TEXT SEGMENT:
______________________________
Yum! This recipe was put together from a variety of recipes from one of my "go to" food websites, Minimalist Baker. This is warming, comforting, gluten free, dairy free, and uber healthy. Greens, antioxidants, fibre, plant based protein, anti-inflammatory, delicious... what more do you need in a meal?
There are a couple of steps, but the whole thing takes less than 40 minutes. It's all quite easy and you might have most of what you need already in your fridge or pantry!
Ingredients:
Roasted veggies:
- 1 large sweet potato, skin on, cut into cubes
- 2 cups thinly sliced cabbage (or cauliflower or other seasonal vegetable)
- 1 (15-oz) can chickpeas, rinsed, drained
- 1/2 cup finely diced red onion
- 1 Tbsp minced ginger
- 1 Tbsp minced garlic
- 2 Tbsp avocado or melted coconut oil
- 1/2 tsp sea salt
- 2 Tbsp curry powder
- 1/2 tsp garam masala
- 1/2 cup dried quinoa
- 1 cup water
- 1/2 cup cooked chickpeas (rinsed and drained)
______________________________
TASKS:
A - Answer these from the recipe text, one line each:
(i) Which food website is named as the source of the recipes this one draws on?
(ii) How long does the whole recipe take?
(iii) How much curry powder does the ingredient list call for?
B - Copy out the part of the recipe text that opens with the words containing "There are a" and closes with "fridge or pantry!", keeping every word and mark unchanged.
______________________________
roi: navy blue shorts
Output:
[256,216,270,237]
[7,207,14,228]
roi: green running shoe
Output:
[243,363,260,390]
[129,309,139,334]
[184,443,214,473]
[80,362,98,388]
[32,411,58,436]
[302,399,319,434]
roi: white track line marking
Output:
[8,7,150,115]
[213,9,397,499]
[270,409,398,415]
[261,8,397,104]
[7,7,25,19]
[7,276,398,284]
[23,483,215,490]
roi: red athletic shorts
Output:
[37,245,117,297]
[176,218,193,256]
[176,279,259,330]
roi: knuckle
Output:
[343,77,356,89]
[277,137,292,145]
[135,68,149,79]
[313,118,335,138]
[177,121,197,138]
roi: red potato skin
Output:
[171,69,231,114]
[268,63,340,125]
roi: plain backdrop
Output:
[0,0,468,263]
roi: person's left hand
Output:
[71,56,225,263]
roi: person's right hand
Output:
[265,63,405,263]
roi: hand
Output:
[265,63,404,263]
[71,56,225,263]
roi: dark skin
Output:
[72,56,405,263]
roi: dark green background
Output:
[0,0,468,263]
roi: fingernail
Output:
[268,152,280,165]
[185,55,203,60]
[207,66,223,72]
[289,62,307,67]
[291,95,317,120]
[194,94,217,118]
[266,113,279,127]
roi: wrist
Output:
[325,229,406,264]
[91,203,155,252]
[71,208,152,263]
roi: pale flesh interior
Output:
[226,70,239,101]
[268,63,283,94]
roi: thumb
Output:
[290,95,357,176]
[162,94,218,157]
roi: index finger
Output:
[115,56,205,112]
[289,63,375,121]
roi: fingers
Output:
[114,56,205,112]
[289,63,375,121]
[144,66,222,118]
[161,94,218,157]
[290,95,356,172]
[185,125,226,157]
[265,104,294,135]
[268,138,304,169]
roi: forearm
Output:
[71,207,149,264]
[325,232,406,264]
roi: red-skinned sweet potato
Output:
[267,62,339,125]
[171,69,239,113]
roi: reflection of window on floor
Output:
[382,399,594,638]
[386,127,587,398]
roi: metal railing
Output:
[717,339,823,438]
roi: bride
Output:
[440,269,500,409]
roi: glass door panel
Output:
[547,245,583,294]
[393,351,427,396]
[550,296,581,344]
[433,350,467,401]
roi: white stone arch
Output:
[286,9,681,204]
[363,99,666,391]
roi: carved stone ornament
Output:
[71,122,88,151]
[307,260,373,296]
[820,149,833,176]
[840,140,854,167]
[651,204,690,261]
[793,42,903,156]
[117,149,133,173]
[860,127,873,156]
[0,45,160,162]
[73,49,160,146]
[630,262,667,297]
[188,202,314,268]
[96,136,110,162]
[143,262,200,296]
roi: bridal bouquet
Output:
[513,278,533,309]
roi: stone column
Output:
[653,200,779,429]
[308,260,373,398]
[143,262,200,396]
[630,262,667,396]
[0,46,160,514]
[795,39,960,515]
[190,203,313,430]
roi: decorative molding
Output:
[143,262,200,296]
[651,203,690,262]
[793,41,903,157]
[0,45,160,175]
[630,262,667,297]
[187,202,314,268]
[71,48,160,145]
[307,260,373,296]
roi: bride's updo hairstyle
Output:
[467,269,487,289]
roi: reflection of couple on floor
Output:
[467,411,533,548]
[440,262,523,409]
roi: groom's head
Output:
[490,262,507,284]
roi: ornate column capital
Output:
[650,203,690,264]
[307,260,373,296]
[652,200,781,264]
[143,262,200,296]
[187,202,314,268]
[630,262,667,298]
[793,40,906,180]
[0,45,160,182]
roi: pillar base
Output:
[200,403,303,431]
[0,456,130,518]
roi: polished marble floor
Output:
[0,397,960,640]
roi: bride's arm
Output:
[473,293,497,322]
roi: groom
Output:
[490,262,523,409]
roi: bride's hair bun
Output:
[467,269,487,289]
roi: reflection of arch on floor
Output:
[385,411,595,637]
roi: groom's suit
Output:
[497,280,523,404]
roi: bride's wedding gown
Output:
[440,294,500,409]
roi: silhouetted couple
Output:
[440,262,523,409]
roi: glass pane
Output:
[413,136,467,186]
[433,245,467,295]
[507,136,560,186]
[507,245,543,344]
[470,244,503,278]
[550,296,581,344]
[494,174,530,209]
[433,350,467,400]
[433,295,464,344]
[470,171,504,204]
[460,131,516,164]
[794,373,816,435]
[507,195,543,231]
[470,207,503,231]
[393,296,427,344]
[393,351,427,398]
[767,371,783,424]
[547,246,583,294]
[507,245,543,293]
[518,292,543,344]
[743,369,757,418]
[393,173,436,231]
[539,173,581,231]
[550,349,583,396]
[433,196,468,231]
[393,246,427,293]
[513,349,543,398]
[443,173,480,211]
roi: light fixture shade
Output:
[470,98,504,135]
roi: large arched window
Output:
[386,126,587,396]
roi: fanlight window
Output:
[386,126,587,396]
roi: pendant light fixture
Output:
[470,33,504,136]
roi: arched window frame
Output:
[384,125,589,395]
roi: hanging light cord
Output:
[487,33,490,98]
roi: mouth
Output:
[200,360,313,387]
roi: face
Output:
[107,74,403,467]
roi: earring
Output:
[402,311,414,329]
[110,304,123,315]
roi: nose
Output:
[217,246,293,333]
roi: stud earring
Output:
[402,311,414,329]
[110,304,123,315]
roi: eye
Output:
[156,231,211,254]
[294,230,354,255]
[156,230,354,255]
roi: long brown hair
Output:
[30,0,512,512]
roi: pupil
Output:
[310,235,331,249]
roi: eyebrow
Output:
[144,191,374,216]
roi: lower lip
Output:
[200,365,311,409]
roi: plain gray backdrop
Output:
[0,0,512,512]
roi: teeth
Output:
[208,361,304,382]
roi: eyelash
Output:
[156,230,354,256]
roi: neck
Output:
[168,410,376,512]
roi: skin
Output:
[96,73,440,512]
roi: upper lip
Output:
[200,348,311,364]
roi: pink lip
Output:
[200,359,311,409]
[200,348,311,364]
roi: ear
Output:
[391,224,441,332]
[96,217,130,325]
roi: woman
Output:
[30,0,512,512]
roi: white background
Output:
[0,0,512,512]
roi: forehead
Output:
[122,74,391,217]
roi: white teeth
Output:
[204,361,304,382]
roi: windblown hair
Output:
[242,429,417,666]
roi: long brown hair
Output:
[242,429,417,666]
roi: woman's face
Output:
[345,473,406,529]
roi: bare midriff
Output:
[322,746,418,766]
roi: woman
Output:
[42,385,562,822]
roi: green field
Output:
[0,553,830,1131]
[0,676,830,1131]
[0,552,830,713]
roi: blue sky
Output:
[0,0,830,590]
______________________________
TASK-BY-TASK RESULTS:
A -
(i) Minimalist Baker
(ii) Less than 40 minutes
(iii) 2 Tbsp

B -
There are a couple of steps, but the whole thing takes less than 40 minutes. It's all quite easy and you might have most of what you need already in your fridge or pantry!